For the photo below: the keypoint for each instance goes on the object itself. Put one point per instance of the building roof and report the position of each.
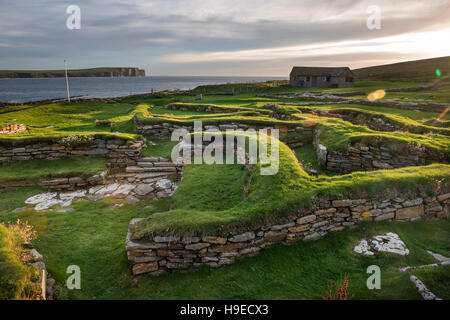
(320, 71)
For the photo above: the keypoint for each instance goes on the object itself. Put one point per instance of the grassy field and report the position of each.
(92, 237)
(63, 119)
(15, 276)
(220, 198)
(37, 170)
(418, 70)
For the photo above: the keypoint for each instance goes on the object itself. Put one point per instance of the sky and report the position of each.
(221, 37)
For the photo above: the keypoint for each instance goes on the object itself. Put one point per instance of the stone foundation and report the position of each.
(120, 152)
(155, 253)
(373, 158)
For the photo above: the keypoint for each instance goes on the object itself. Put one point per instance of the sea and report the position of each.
(35, 89)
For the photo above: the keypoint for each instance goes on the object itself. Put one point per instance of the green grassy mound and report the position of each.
(15, 276)
(37, 170)
(437, 280)
(267, 198)
(58, 120)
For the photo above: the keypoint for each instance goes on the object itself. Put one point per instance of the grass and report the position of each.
(57, 120)
(306, 155)
(158, 147)
(272, 197)
(37, 170)
(15, 276)
(95, 235)
(220, 198)
(437, 280)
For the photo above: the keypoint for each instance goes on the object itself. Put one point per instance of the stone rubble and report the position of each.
(132, 185)
(389, 242)
(155, 253)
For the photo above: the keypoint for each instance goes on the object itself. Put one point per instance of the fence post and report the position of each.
(44, 284)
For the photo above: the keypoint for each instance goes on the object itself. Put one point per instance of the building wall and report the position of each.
(321, 82)
(160, 252)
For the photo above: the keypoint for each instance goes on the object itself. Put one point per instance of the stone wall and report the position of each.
(155, 253)
(165, 129)
(119, 152)
(203, 108)
(374, 157)
(60, 183)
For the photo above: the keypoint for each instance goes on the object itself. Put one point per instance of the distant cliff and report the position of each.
(94, 72)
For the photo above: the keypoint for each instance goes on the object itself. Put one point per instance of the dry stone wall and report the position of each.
(119, 152)
(155, 254)
(374, 157)
(165, 129)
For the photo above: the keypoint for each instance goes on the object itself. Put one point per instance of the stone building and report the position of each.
(318, 77)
****************
▶ Given request: Repeat exactly, and only, the lines of the records above, starting with the line that contains "cliff and report the position of each." and ending with the final line, both included.

▶ Task solution:
For the photo above: the keypoint for each instance goes on the object itself. Put one point per instance of the distant cliff and report the position of each.
(94, 72)
For the photo above: the keypoint for each instance goes on the object itself. Put one point per instance of the dry stone wall and report the position of each.
(119, 152)
(155, 254)
(374, 157)
(165, 129)
For the photo above: the keypoint for each instance goes on the object itself. Put one point per instance of the stone building and report the position of each.
(318, 77)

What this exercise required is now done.